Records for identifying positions
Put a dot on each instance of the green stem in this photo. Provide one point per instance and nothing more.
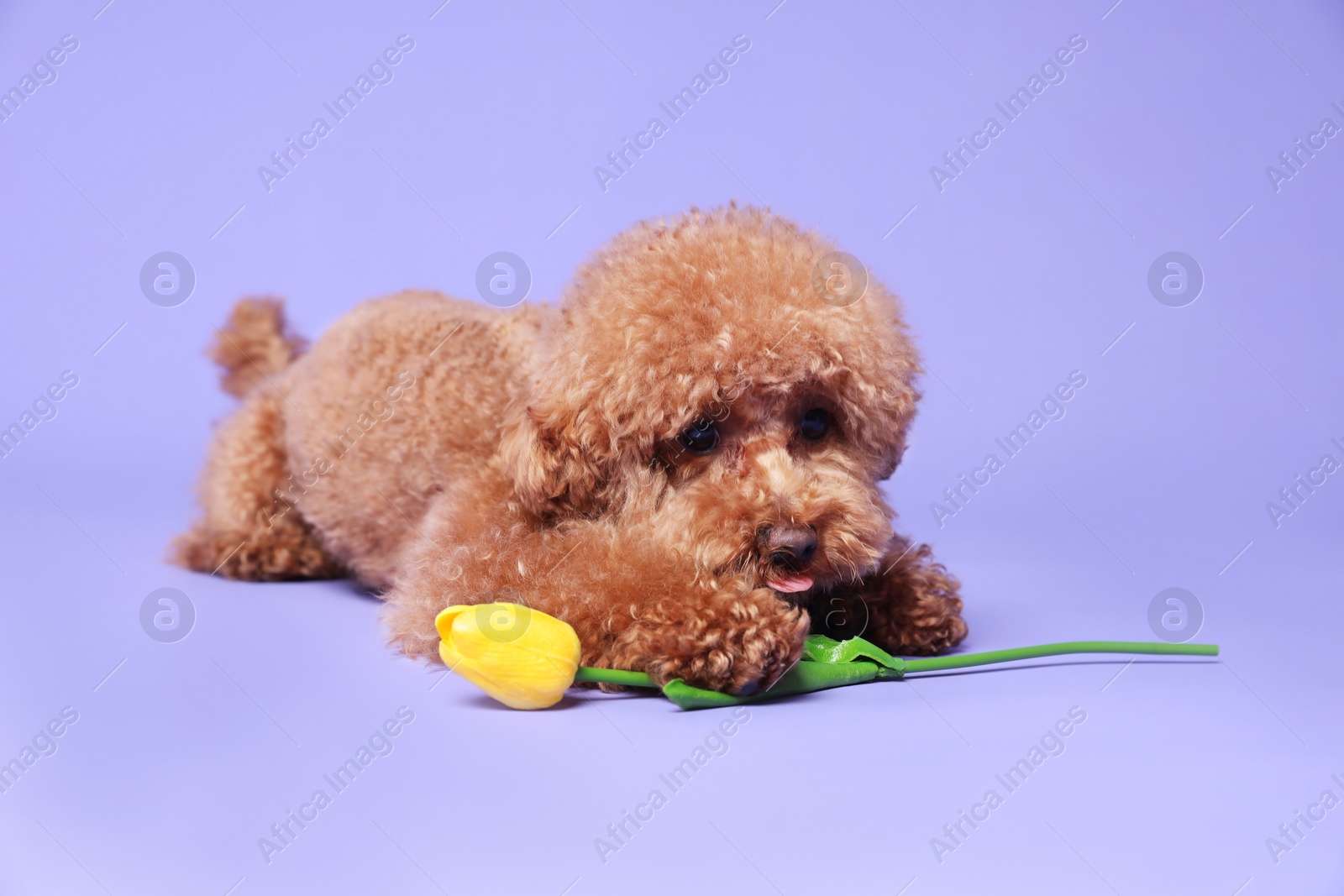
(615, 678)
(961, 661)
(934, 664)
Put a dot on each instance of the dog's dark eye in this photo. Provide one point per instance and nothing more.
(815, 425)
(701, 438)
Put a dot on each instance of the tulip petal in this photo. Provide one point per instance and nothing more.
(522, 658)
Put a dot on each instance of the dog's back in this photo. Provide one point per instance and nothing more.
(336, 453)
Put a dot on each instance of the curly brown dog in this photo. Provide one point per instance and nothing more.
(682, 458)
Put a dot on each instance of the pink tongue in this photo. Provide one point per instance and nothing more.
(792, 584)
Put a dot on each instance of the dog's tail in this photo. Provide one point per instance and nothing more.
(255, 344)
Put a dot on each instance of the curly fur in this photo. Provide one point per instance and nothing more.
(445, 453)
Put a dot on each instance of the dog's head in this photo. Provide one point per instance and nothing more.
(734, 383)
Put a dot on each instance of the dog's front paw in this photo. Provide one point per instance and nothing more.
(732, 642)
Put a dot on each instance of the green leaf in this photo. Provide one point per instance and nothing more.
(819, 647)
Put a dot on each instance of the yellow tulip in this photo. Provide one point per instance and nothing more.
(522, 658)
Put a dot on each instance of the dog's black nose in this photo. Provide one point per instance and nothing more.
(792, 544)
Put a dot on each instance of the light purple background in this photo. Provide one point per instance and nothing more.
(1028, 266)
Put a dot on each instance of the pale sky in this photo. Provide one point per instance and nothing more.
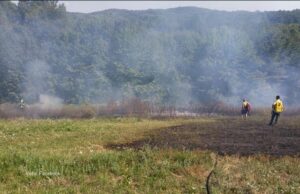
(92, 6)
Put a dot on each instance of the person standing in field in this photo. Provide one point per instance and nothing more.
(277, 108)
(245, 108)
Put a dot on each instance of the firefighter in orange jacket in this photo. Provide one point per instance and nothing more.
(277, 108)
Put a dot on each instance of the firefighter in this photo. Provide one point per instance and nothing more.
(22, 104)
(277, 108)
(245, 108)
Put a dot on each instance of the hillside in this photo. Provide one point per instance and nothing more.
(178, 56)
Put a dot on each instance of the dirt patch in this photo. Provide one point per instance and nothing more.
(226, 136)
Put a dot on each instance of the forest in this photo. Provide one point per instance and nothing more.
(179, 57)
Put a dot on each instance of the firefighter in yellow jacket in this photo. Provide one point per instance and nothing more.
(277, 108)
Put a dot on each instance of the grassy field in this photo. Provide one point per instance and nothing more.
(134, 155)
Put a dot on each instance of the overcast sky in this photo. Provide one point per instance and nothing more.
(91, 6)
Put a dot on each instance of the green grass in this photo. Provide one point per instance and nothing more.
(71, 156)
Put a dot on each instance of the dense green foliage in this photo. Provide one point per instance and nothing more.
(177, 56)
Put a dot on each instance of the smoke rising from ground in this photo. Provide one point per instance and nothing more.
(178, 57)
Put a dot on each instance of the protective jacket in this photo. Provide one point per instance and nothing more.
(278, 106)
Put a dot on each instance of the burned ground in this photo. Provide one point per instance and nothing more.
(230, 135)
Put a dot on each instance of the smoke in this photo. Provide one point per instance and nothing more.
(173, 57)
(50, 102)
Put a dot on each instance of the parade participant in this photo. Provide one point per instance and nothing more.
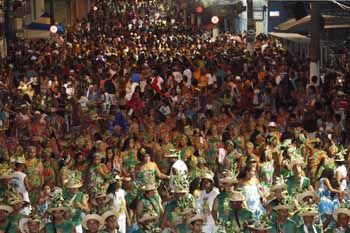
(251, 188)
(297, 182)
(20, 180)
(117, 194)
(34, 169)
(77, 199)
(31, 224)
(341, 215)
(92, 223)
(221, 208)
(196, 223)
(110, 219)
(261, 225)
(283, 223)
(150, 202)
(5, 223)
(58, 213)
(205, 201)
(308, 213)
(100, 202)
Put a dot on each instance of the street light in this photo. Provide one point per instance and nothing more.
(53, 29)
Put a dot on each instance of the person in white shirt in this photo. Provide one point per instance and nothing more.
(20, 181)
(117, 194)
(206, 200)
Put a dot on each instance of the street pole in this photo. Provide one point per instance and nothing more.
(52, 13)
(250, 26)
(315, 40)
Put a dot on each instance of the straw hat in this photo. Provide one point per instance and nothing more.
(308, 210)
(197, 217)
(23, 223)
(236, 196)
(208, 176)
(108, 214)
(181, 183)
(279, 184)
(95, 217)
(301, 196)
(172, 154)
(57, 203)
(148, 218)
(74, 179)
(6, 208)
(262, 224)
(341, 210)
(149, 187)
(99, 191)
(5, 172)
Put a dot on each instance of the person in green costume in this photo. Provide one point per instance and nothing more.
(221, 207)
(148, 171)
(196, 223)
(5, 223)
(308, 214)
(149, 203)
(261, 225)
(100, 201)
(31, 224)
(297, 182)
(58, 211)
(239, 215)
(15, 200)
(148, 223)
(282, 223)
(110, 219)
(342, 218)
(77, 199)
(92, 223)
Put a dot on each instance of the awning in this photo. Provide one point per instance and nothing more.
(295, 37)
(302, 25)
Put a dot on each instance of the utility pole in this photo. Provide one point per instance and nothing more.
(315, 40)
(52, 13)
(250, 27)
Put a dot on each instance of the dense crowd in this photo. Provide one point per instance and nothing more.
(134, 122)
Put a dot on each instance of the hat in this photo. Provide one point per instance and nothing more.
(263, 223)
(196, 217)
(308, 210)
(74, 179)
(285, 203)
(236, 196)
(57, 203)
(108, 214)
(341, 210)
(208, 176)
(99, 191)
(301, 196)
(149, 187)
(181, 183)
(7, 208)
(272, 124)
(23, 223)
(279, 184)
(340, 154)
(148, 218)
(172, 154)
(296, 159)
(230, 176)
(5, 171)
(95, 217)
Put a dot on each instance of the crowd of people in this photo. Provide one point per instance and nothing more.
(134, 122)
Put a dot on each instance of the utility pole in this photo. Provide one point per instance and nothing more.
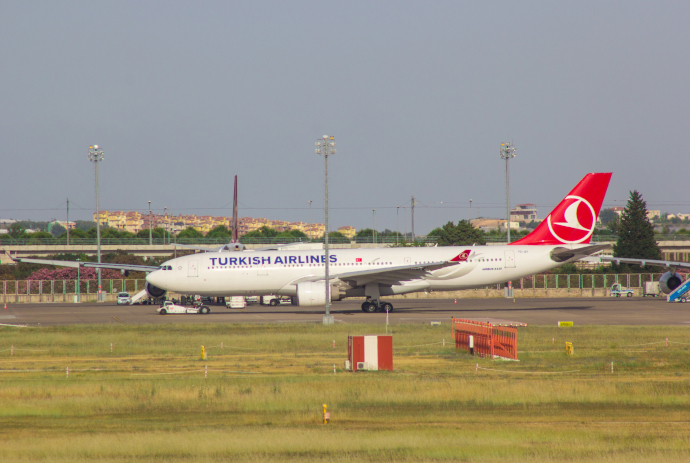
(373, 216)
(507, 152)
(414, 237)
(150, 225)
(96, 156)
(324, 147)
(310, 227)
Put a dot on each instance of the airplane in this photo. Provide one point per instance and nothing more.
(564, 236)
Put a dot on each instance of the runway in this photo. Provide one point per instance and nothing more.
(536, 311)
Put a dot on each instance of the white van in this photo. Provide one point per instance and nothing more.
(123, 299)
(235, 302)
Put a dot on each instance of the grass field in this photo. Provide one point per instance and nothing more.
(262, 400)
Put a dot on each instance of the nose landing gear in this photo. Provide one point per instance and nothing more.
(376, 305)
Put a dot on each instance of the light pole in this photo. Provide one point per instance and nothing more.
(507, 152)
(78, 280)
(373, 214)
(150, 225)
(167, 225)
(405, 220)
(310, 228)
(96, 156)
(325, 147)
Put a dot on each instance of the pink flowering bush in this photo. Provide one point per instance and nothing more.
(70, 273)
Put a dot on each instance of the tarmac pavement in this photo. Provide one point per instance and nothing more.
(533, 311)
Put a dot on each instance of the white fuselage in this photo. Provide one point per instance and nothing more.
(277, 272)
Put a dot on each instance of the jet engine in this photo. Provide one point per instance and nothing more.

Task directions: Render the part of the records that starts with the line containing "Put a dot on each instance of the airplane" and runs through the end of the records as a Markdown table with the columns "Row" and "Line", numbering each line and skipping blank lines.

Exercise answer:
| Row | Line |
|---|---|
| 1 | Put a dot on each instance of the airplane in this photo. Provide one point per instance and nothing more. |
| 2 | (564, 236) |
| 3 | Put a dot on each instance of the runway in this photo. Provide one point per instance and nothing more. |
| 4 | (536, 311) |
| 5 | Put a dot on each instance of the white van in this photo. Provide one point per instance and nothing more. |
| 6 | (123, 299) |
| 7 | (235, 302) |
| 8 | Put a dot on each instance of the grass field in this photo. Provide one point per instance and nothing more. |
| 9 | (262, 400) |
| 10 | Put a dot on each instance of the nose landing gear in this photo. Provide one point per instance and nothing more. |
| 11 | (376, 305) |
| 12 | Put a dot on each instance of the light pole in this photo. Provide one point per instance and nothing more. |
| 13 | (507, 152) |
| 14 | (78, 280) |
| 15 | (373, 214) |
| 16 | (150, 225) |
| 17 | (167, 225) |
| 18 | (405, 220) |
| 19 | (310, 228) |
| 20 | (96, 156) |
| 21 | (325, 147) |
| 22 | Put a dot on each instance of the pink flowering bush in this photo. Provide one point per instance and nothing more. |
| 23 | (70, 273) |
| 24 | Put a dot on each instance of the tarmac pavement in this photo. Provide one point per instance and nothing more. |
| 25 | (533, 311) |
| 26 | Put a dot on each instance of the white fuselage in this photo. Provide one point per instance and nothing more. |
| 27 | (277, 272) |
| 28 | Put a dot on each instance of the jet engine in this photo. Provide one point per instance and nothing more. |